(Stored items)
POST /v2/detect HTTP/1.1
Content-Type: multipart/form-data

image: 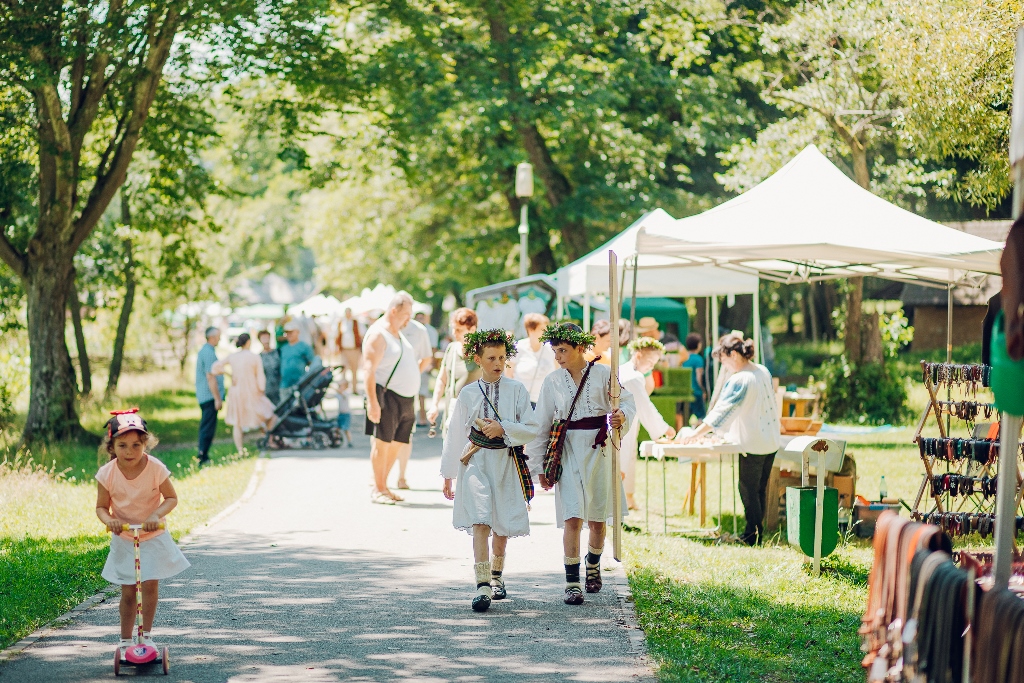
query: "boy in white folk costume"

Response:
[618,337,676,510]
[526,323,636,605]
[441,330,538,612]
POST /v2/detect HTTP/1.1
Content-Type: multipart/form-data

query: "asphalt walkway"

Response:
[0,423,651,683]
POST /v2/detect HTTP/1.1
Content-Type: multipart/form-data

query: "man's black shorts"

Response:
[366,384,416,443]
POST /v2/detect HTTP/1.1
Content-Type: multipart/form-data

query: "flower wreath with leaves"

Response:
[629,337,665,353]
[462,330,516,358]
[541,323,597,349]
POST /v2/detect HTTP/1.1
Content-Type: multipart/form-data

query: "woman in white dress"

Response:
[618,337,676,510]
[441,330,537,611]
[505,313,558,408]
[212,332,273,453]
[526,323,636,605]
[427,308,480,438]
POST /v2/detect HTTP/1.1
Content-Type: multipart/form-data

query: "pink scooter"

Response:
[114,524,171,676]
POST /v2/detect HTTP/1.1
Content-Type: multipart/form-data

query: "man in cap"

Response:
[281,321,316,398]
[196,327,224,466]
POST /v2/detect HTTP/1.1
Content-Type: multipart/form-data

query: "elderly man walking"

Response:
[362,292,420,505]
[196,328,224,467]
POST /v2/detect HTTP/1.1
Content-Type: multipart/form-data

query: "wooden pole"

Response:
[608,249,623,562]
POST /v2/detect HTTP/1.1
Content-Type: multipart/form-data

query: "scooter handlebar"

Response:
[106,522,167,531]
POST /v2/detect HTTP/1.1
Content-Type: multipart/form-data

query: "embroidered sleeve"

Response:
[502,383,538,446]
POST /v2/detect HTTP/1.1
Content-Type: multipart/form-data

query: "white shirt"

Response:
[703,362,781,456]
[371,317,420,398]
[401,321,433,362]
[512,339,558,403]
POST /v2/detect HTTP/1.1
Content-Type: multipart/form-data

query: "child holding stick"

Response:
[441,330,537,612]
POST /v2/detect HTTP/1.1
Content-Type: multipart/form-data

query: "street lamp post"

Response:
[515,162,534,278]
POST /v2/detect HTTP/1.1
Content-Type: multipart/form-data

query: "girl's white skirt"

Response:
[102,531,191,586]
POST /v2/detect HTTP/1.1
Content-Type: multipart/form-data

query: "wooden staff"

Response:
[608,250,623,562]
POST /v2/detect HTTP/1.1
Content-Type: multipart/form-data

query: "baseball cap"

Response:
[106,408,150,438]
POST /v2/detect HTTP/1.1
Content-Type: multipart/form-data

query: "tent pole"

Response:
[991,27,1024,590]
[630,254,640,341]
[754,278,764,365]
[946,268,953,362]
[708,294,719,378]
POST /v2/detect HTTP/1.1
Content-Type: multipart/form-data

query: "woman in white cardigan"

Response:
[683,333,781,546]
[618,337,676,510]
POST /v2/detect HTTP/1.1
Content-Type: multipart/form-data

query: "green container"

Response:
[990,310,1024,415]
[785,486,839,557]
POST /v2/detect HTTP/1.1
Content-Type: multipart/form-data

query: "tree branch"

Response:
[69,6,180,251]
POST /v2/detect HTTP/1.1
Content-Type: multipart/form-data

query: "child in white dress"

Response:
[96,411,190,656]
[526,323,636,605]
[441,330,537,612]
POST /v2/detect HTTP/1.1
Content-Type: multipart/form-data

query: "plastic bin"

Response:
[785,486,839,557]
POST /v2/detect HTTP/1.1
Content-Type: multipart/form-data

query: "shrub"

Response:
[821,356,910,425]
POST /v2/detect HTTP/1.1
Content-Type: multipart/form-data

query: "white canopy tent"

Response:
[636,144,1002,287]
[555,209,760,358]
[636,144,1002,356]
[288,294,345,316]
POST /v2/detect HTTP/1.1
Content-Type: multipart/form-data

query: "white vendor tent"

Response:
[555,209,758,342]
[636,145,1002,286]
[288,294,345,316]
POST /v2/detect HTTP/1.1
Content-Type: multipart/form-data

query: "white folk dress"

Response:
[526,365,636,528]
[441,377,538,538]
[618,360,669,495]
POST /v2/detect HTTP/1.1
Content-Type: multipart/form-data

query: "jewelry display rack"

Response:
[910,360,1024,537]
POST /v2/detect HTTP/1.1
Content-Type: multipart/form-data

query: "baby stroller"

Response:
[258,358,343,451]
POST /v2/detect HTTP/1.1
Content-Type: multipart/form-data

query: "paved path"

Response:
[0,423,651,683]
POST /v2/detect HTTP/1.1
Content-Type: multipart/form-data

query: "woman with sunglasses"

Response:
[681,333,781,546]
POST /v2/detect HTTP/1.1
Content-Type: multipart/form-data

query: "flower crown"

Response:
[541,323,596,349]
[629,337,665,353]
[462,330,516,358]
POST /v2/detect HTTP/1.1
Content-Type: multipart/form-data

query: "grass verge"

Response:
[0,445,256,649]
[627,535,870,683]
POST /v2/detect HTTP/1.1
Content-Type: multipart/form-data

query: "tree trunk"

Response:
[805,283,821,344]
[106,237,135,396]
[68,276,92,396]
[845,278,864,364]
[23,248,94,443]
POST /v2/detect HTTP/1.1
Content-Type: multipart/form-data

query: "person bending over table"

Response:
[681,333,781,546]
[618,337,676,510]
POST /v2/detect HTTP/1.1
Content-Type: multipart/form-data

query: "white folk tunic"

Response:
[618,360,669,495]
[526,365,636,528]
[441,377,538,537]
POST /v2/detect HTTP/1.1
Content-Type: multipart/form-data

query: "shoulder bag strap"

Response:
[384,331,406,391]
[476,380,502,422]
[565,359,597,422]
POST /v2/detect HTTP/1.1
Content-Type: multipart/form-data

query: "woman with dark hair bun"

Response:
[682,333,781,546]
[212,332,273,453]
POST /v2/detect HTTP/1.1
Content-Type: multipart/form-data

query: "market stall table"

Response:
[640,441,739,535]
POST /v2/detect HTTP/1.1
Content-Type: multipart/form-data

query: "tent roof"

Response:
[555,209,758,297]
[636,144,1002,284]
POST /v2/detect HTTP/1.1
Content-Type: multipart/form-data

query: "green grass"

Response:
[626,535,870,683]
[0,375,264,648]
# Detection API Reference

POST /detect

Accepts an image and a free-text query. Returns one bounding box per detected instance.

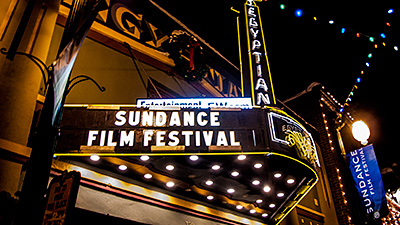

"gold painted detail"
[285,130,317,163]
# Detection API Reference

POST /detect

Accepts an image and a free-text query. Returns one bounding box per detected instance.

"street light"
[351,120,370,145]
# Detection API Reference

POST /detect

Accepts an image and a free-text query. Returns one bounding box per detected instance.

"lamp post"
[351,120,371,145]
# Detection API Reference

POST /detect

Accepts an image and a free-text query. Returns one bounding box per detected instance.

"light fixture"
[140,155,150,161]
[166,181,175,187]
[286,178,294,184]
[254,163,262,169]
[351,120,371,145]
[211,165,221,170]
[143,173,153,179]
[206,180,214,186]
[165,165,175,171]
[251,180,260,185]
[238,155,246,160]
[294,9,303,17]
[231,171,239,177]
[118,165,128,170]
[189,155,199,161]
[90,155,100,162]
[226,188,235,194]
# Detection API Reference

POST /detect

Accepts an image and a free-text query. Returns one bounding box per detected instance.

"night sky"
[155,0,400,168]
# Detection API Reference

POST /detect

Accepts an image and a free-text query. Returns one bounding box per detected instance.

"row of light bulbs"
[90,154,296,217]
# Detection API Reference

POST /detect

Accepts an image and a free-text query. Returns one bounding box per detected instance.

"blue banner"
[347,145,387,220]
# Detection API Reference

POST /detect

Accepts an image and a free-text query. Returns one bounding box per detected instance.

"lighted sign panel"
[58,108,267,153]
[238,1,275,106]
[56,106,318,165]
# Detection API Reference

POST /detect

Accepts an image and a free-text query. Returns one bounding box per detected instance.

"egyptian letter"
[257,92,271,105]
[251,40,261,50]
[256,78,268,92]
[252,52,262,64]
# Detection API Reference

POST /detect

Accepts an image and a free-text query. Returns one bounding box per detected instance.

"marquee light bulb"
[165,165,175,171]
[140,155,150,161]
[226,188,235,194]
[90,155,100,162]
[369,37,375,42]
[166,181,175,187]
[118,165,128,171]
[294,9,303,17]
[189,155,199,161]
[263,185,271,192]
[351,120,371,145]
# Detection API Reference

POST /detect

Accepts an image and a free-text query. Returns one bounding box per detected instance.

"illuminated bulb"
[254,163,262,169]
[140,155,150,161]
[238,155,246,160]
[118,165,128,170]
[165,165,175,171]
[206,180,214,186]
[231,171,239,177]
[251,180,260,185]
[90,155,100,162]
[294,9,303,17]
[263,185,271,192]
[286,178,294,184]
[211,165,221,170]
[226,188,235,194]
[189,155,199,161]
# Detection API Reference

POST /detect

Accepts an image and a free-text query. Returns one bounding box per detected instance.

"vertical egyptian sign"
[237,1,275,106]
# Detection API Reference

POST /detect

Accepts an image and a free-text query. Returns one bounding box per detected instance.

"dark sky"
[155,0,400,168]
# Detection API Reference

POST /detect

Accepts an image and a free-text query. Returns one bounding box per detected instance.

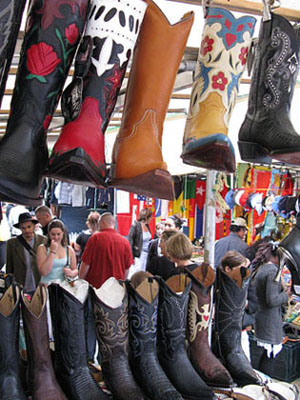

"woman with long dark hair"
[36,219,78,284]
[252,242,288,376]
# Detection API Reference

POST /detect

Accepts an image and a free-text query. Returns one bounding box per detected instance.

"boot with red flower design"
[46,0,146,187]
[0,0,88,206]
[181,8,256,172]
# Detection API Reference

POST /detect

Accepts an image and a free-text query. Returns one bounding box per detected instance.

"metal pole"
[204,170,217,267]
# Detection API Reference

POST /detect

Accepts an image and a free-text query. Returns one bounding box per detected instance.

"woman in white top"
[36,219,78,284]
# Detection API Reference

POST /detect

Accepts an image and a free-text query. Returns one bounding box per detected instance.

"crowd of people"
[0,206,290,376]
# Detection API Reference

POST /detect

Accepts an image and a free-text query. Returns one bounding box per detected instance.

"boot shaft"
[157,274,192,361]
[184,7,256,142]
[0,0,26,106]
[119,0,193,141]
[90,284,128,362]
[247,14,300,122]
[48,280,88,374]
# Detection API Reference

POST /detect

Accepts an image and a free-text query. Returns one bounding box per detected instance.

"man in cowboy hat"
[6,212,47,293]
[215,217,248,267]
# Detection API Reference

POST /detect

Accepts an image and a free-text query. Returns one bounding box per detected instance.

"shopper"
[146,222,164,269]
[35,206,56,236]
[215,217,248,268]
[146,230,178,281]
[6,212,47,293]
[36,219,78,284]
[165,214,183,231]
[74,211,100,265]
[128,208,152,277]
[165,232,198,273]
[79,212,133,362]
[252,242,288,376]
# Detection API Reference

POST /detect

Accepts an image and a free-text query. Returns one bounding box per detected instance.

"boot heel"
[238,142,272,164]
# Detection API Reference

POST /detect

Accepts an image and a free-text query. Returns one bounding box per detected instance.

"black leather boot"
[238,14,300,165]
[157,274,213,400]
[21,284,67,400]
[126,278,183,400]
[213,268,259,386]
[0,0,88,206]
[0,0,26,106]
[278,214,300,287]
[185,263,233,387]
[46,0,146,187]
[90,278,144,400]
[48,279,108,400]
[0,278,27,400]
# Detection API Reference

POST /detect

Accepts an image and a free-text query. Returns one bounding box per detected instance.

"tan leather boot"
[109,0,194,200]
[181,8,256,172]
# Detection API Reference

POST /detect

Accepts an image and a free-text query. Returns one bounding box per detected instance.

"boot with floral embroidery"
[46,0,146,186]
[0,0,88,206]
[181,8,256,172]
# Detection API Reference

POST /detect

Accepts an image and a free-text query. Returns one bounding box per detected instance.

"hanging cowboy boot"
[238,14,300,165]
[91,277,144,400]
[0,0,26,106]
[278,214,300,292]
[185,263,233,387]
[213,268,259,386]
[47,0,146,186]
[21,284,67,400]
[157,274,213,400]
[109,0,193,200]
[181,8,256,172]
[48,279,108,400]
[126,278,183,400]
[0,276,27,400]
[0,0,88,206]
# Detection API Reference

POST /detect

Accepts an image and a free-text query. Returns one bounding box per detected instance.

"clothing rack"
[167,0,300,22]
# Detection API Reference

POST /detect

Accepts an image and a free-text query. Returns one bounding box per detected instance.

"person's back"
[215,218,248,268]
[80,213,133,288]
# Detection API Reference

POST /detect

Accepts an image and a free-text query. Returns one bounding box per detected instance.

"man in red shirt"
[79,213,133,362]
[79,213,133,289]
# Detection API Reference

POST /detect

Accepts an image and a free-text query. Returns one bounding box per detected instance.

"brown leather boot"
[186,263,233,387]
[109,0,193,200]
[21,284,67,400]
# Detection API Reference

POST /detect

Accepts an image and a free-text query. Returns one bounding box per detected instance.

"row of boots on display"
[0,0,300,205]
[0,264,259,400]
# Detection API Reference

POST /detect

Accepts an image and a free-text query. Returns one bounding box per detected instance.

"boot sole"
[180,135,235,173]
[108,169,175,200]
[44,147,107,187]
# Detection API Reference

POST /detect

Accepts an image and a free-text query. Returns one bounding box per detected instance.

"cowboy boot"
[47,0,146,186]
[0,0,88,206]
[238,14,300,165]
[109,0,193,200]
[278,214,300,290]
[0,0,26,106]
[126,278,183,400]
[48,279,108,400]
[21,284,67,400]
[213,268,259,386]
[157,274,213,400]
[0,279,27,400]
[181,8,256,172]
[185,263,233,387]
[91,277,144,400]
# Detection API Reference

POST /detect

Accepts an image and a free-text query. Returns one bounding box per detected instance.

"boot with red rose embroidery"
[181,8,256,172]
[0,0,88,206]
[185,263,233,387]
[46,0,146,186]
[0,0,26,106]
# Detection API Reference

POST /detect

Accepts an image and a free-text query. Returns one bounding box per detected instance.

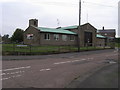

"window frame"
[44,33,50,40]
[62,35,68,41]
[53,34,59,41]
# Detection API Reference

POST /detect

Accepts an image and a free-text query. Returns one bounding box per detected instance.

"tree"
[11,28,24,43]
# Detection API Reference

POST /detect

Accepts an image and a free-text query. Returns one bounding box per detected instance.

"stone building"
[24,19,104,47]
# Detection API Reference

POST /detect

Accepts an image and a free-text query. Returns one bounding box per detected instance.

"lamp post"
[78,0,81,52]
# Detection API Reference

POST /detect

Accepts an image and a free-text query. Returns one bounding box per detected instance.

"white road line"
[88,58,93,59]
[0,66,31,71]
[1,75,22,81]
[1,71,25,75]
[54,59,86,64]
[40,68,51,72]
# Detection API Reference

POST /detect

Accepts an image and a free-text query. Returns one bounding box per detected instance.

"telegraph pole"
[78,0,81,52]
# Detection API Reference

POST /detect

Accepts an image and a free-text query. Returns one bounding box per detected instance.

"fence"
[2,44,111,55]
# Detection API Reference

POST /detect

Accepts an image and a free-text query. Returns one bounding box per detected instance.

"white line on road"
[1,71,25,75]
[0,66,31,72]
[40,68,51,72]
[1,75,21,81]
[54,59,86,64]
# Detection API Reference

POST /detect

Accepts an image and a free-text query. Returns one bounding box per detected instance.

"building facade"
[24,19,77,46]
[24,19,104,47]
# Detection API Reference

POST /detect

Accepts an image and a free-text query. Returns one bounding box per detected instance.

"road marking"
[40,68,51,72]
[1,75,22,81]
[88,58,93,59]
[54,59,86,64]
[0,66,31,71]
[1,71,25,75]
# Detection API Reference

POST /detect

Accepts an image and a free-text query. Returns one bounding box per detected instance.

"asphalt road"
[0,49,118,88]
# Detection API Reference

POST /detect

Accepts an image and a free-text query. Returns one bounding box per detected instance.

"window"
[27,34,33,39]
[70,35,75,41]
[34,21,37,26]
[54,34,59,40]
[62,35,67,41]
[44,33,50,40]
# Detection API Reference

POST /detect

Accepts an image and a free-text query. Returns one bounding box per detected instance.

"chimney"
[29,19,38,27]
[103,26,105,30]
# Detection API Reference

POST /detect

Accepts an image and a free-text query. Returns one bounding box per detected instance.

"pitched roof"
[96,34,106,38]
[36,27,77,35]
[60,23,96,30]
[61,25,78,29]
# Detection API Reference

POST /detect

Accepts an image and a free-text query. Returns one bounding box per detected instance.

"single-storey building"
[24,19,104,46]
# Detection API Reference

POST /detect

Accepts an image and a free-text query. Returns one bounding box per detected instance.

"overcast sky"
[0,0,120,36]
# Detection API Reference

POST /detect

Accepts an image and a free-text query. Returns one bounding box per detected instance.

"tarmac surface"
[67,63,118,88]
[0,49,118,88]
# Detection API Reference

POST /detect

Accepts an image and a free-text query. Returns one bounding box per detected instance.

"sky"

■ To be done
Lay out everything from the start of the listing down to the line containing "[106,522,167,531]", that line included, as a numbered list with blank lines dropped. Leave the pictures out.

■ Full output
1. POST /v2/detect HTTP/1.1
2. Content-Type: multipart/form-data
3. image: 
4. query: "boy in white folk costume"
5. Response:
6. [618,337,676,510]
7. [526,323,636,605]
8. [441,330,538,612]
9. POST /v2/detect HTTP/1.1
10. Content-Type: multipart/form-data
11. query: "asphalt walkway"
12. Response:
13. [0,423,651,683]
14. POST /v2/detect HTTP/1.1
15. Content-Type: multipart/form-data
16. query: "man's black shorts"
17. Response:
18. [366,384,416,443]
19. POST /v2/detect HTTP/1.1
20. Content-Type: multipart/form-data
21. query: "flower wreath with leaves"
22. Response:
23. [629,337,665,353]
24. [462,330,516,358]
25. [541,323,597,349]
26. POST /v2/detect HTTP/1.1
27. Content-Type: multipart/form-data
28. query: "woman in white dress"
29. Response:
30. [618,337,676,510]
31. [441,330,537,611]
32. [505,313,558,408]
33. [212,332,273,453]
34. [526,323,636,605]
35. [427,308,480,438]
36. POST /v2/detect HTTP/1.1
37. Content-Type: multipart/form-data
38. query: "pink scooter"
39. Response:
40. [114,524,171,676]
41. POST /v2/detect HTTP/1.1
42. Content-Type: multipart/form-data
43. query: "man in cap"
44. Response:
45. [281,321,316,398]
46. [196,327,224,466]
47. POST /v2/detect HTTP/1.1
48. Content-Type: multipart/form-data
49. query: "elderly man walking"
50. Response:
51. [362,292,420,505]
52. [196,328,224,467]
53. POST /v2/detect HTTP/1.1
54. Content-Type: multipart/form-data
55. query: "wooden pole"
56. Response:
57. [608,249,623,562]
58. POST /v2/detect HTTP/1.1
59. Content-Type: multipart/form-data
60. query: "scooter handlebar"
61. Response:
62. [106,522,167,531]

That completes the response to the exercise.